------ Extrait fourni ------

La déclaration du garde des Sceaux : Odieux ou navrant ?
Libération, 24 septembre 1979
Article de Maître Jean-Denis Bredin
Retranscription de Dominique F.
La déclaration que M. Peyrefitte a cru devoir faire après l'assassinat de Pierre Goldman a pu sembler rassurante à des lecteurs inattentifs : "tout sera fait pour déférer ses assassins à la justice". Mais si on la lit bien, la déclaration du Garde des Sceaux, est désolante.
M. Peyrefitte déclare d'abord : "le meurtre de Pierre Goldman est un crime, comme tous les crimes, il doit être poursuivi et réprimé". Il s'agit d'évidence de banaliser l'assassinat de Goldman, devenu dans la bouche du Garde des Sceaux, un crime très ordinaire qui ne peut mériter une telle émotion. Derrière ce propos qui prétend calmer notre indignation se profile manifestement cette arrière-pensée : pourquoi tant s'agiter pour un crime banal ?

------ Matériel fourni ------

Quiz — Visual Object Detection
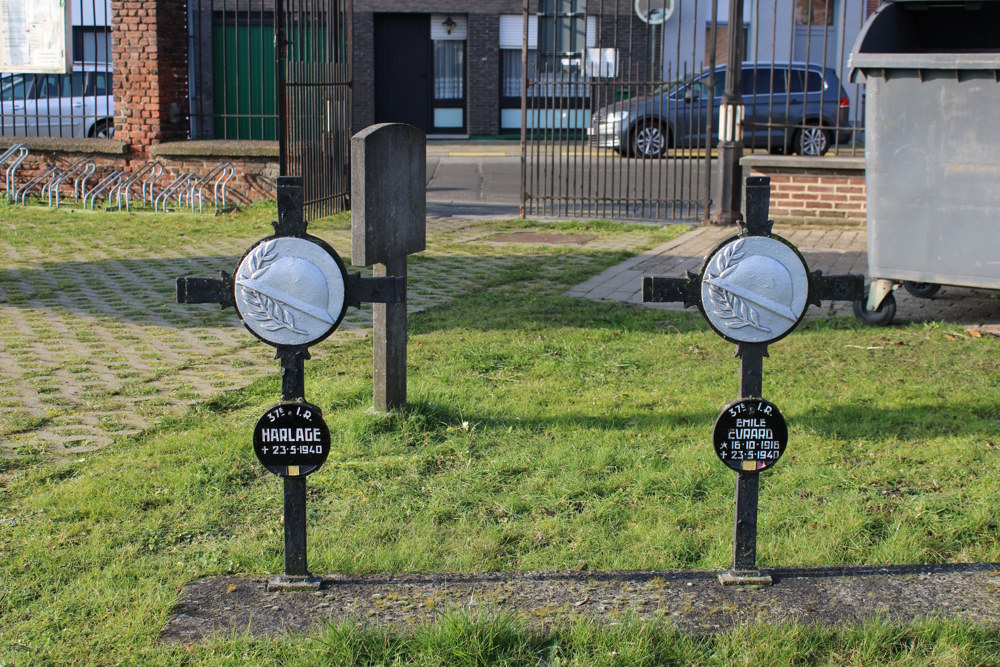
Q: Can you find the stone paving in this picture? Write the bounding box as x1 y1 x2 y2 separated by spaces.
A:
0 217 1000 464
567 225 1000 328
0 218 643 464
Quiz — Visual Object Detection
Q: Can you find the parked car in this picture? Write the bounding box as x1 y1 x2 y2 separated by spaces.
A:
0 65 115 138
587 63 851 158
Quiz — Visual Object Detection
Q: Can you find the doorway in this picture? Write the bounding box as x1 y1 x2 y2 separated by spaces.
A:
375 14 432 132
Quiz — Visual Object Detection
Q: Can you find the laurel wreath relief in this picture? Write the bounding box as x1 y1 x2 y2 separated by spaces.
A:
239 241 309 335
708 239 771 333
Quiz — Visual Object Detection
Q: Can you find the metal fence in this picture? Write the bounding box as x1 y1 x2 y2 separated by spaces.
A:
0 0 114 138
522 0 875 220
188 0 352 218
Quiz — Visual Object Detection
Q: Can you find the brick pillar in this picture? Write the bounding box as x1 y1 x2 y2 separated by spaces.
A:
111 0 188 159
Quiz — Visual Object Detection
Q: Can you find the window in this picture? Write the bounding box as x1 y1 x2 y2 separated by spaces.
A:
795 0 833 26
788 69 823 93
73 26 111 63
0 74 35 102
434 40 465 100
740 67 788 95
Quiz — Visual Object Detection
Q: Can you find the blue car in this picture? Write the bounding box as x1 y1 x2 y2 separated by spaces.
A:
587 63 851 158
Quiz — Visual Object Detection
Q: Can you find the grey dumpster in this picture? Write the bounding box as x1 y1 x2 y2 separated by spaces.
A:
849 0 1000 324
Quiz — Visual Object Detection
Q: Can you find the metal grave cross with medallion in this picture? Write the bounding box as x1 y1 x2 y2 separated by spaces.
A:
642 176 864 585
177 176 406 589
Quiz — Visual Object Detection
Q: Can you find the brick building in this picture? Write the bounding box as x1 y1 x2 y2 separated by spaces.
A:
353 0 651 137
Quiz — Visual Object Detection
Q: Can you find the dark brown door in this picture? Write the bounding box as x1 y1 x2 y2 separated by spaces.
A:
375 14 431 132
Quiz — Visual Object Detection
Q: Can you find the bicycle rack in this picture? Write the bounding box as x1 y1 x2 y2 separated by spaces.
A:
108 161 163 211
153 174 198 213
49 158 97 208
188 162 236 213
0 144 28 200
14 166 61 205
83 171 125 210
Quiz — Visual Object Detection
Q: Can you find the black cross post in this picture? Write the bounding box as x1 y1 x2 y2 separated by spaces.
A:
642 176 864 585
177 176 406 590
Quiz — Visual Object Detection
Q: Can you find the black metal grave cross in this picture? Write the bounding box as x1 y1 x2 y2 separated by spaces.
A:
177 176 406 589
642 177 864 585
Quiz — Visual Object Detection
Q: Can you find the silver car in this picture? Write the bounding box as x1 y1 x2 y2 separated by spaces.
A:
0 66 115 139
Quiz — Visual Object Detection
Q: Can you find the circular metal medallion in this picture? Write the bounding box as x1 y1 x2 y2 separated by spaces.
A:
253 402 330 477
701 236 809 344
712 398 788 472
234 236 347 347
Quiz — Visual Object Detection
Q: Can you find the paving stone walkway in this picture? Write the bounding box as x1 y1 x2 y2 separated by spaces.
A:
0 217 1000 464
160 563 1000 644
0 218 656 462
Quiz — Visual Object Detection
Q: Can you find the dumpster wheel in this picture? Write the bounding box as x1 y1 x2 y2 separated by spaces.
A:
903 280 941 299
854 292 896 327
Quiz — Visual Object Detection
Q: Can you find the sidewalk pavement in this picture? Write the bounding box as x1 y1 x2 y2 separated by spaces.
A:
566 225 1000 336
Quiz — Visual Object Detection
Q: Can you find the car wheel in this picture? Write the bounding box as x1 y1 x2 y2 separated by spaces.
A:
90 118 115 139
792 125 830 156
632 121 667 159
903 280 941 299
854 292 896 327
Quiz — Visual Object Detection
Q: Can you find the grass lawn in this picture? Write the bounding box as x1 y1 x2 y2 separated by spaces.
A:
0 205 1000 665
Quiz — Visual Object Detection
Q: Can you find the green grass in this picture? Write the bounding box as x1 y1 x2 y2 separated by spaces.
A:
0 202 1000 665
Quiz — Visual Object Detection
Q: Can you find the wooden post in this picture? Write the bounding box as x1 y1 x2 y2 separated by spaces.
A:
351 123 427 412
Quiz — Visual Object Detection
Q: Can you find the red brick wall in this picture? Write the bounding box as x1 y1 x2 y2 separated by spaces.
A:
744 168 868 226
111 0 188 157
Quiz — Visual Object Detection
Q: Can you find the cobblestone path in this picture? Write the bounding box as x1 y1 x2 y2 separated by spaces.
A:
0 215 646 464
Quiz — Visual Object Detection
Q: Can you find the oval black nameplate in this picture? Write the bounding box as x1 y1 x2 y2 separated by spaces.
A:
712 398 788 472
253 403 330 477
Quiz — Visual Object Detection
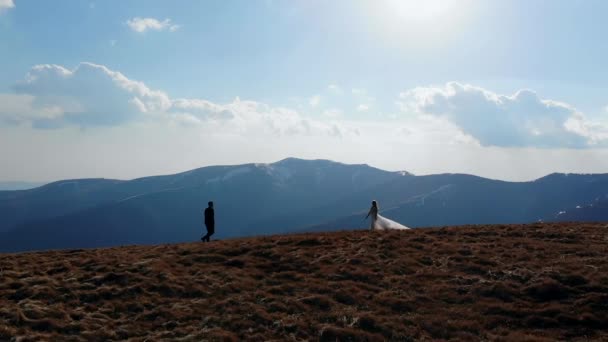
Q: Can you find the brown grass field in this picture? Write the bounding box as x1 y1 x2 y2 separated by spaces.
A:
0 223 608 341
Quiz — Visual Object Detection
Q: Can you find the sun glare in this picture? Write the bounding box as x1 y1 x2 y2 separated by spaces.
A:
387 0 455 23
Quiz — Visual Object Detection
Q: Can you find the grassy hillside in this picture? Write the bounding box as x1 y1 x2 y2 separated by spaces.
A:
0 223 608 341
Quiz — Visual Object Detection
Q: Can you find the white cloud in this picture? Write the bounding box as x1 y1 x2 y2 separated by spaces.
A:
0 63 343 136
357 103 369 112
323 108 343 118
0 0 15 13
327 84 344 95
126 17 180 33
8 63 171 128
400 82 606 148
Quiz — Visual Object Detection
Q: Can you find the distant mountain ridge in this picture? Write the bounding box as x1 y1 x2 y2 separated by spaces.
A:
0 181 46 191
0 158 608 251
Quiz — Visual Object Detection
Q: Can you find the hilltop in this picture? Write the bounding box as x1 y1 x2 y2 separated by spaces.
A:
0 223 608 341
0 158 608 252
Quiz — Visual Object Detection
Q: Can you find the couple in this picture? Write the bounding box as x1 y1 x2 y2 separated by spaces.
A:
364 201 410 230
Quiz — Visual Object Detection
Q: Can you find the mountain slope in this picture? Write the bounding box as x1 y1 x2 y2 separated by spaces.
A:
0 223 608 341
0 158 608 251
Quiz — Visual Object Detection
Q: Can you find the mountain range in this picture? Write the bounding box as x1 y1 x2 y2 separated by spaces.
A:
0 158 608 252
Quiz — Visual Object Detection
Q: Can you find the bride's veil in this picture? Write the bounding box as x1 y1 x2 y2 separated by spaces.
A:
374 215 410 230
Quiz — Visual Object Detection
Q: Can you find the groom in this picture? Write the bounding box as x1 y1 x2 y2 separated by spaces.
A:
201 201 215 242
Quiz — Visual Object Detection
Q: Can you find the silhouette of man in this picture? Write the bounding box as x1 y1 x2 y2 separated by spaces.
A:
201 201 215 242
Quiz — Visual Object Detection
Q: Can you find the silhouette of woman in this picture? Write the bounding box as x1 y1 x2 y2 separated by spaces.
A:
365 201 378 230
365 201 410 230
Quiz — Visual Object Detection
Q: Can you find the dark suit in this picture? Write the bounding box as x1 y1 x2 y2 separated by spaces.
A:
201 207 215 242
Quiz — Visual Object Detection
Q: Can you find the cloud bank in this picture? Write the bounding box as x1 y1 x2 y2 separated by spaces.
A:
0 63 347 136
126 17 180 33
400 82 608 148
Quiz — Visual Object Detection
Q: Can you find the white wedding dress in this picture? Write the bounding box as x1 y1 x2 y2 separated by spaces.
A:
371 214 410 230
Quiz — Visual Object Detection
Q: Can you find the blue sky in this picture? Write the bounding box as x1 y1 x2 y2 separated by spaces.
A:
0 0 608 181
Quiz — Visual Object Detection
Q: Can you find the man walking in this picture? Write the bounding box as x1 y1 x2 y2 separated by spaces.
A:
201 202 215 242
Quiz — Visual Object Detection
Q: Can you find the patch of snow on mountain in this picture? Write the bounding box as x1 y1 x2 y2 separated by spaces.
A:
222 166 251 181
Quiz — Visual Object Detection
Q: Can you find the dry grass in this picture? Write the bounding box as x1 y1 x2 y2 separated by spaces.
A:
0 223 608 341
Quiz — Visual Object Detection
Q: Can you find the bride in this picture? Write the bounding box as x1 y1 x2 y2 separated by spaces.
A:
365 201 410 230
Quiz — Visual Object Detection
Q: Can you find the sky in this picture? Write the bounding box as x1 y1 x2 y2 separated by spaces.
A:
0 0 608 182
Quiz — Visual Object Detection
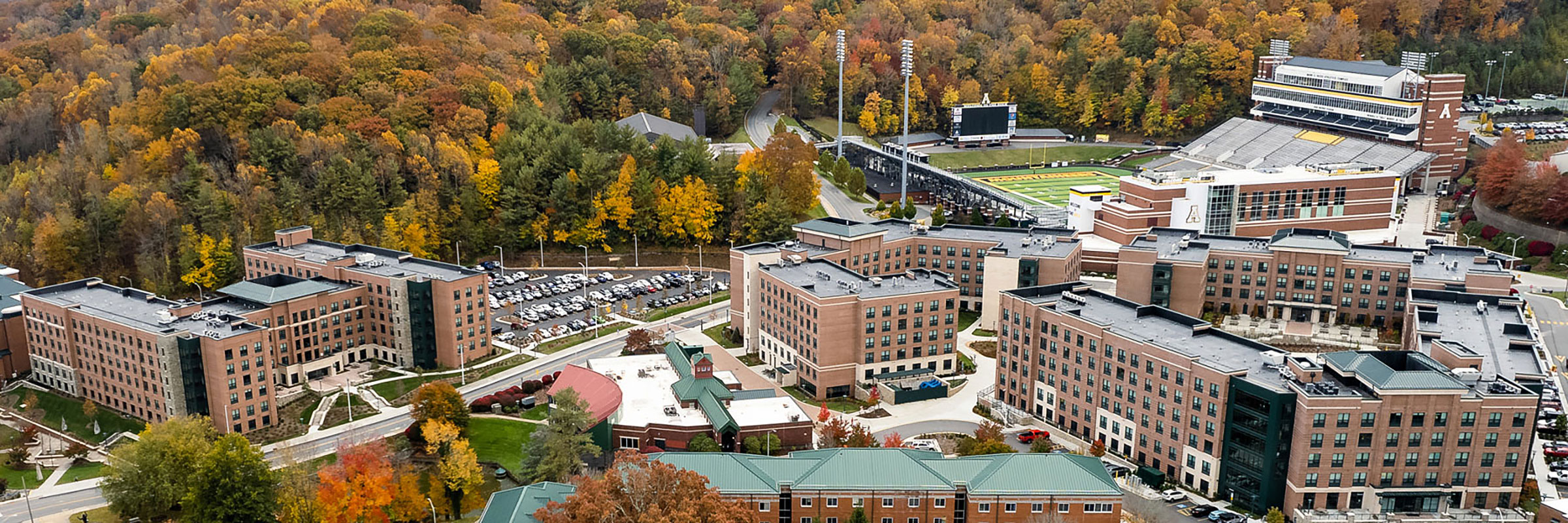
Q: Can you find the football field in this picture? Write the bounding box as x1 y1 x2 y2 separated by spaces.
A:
963 167 1132 207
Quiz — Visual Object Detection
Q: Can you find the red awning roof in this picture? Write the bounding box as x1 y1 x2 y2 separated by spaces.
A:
550 364 621 421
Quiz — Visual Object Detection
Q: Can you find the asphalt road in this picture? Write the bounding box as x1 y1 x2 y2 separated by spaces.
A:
0 307 723 523
491 269 729 336
746 91 779 148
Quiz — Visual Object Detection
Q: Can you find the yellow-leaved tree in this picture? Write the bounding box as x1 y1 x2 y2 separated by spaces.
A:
654 176 721 242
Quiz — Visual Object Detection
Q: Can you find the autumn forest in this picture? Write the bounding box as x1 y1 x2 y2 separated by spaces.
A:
0 0 1568 295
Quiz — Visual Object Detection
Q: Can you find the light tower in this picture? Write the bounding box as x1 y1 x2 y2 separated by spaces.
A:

------

• _Tâche demandée 1_
Dans quel journal et à quelle date l'article sur la déclaration du garde des Sceaux a-t-il paru ?
• _Tâche demandée 2_
Pouvez-vous poursuivre l'article sur la déclaration du garde des Sceaux en reprenant juste après sa dernière phrase ?

• _Résultat final 1_
Dans Libération, le 24 septembre 1979.

• _Résultat final 2_
Mais le pire est sans doute ce qui suit : "la justice, dit le Garde des Sceaux, dans un pays civilisé ne peut relever que de la souveraineté de l'Etat. Nul n'a le droit de se faire justice soi-même". Qu'est-ce que ces mots signifient sinon que ceux qui ont tué Goldman ont certainement voulu faire justice se substituant à la souveraineté de l'Etat ? Qu'est-ce que cela laisse entendre, sinon que Goldman était un coupable que des justiciers ont abattu, remplaçant à tort la justice étatique ? M. Peyrefitte fait ainsi du meurtre de Goldman une hypothèse parmi d'autres, certes, malheureuse, des crimes de légitime défense.
Ou bien la déclaration de M. Peyrefitte est
seulement mal rédigée et elle est navrante. Ou bien, elle prétend
assimiler vaguement Pierre Goldman à un criminel impuni par la justice
d'Etat : en ce cas, elle est odieuse. Si la mort de Pierre Goldman ne pouvait
inspirer à M. Peyrefitte que de telles réflexions, il eut mieux
fait de les taire.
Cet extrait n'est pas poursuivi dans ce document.